Give every line again exactly as it appears, please, but not the pictures.

## RECORDS TO PROCESS
##########
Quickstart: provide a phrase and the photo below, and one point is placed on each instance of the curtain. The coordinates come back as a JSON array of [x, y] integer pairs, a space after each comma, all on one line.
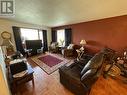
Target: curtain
[[18, 41], [45, 44], [54, 36], [68, 36]]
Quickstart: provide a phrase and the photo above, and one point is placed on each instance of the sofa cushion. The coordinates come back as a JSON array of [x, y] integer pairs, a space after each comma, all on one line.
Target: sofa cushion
[[94, 63]]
##########
## THE RESPONSE
Quickstart: provide a phrase and the photo below, and one point is placed on each instance of the curtain. The coordinates come back as a JSON array of [x, y] integer pairs, a space after each comma, all on one line.
Target: curtain
[[18, 41], [45, 44], [54, 36], [68, 36]]
Quickstart: provide a phrase and the photo above, and one point is placed on each instance of the sofa cushion. The coordinates come back as a JSON array of [x, y] integer pairs, a space after each comma, all on one line.
Target: sofa cushion
[[94, 63]]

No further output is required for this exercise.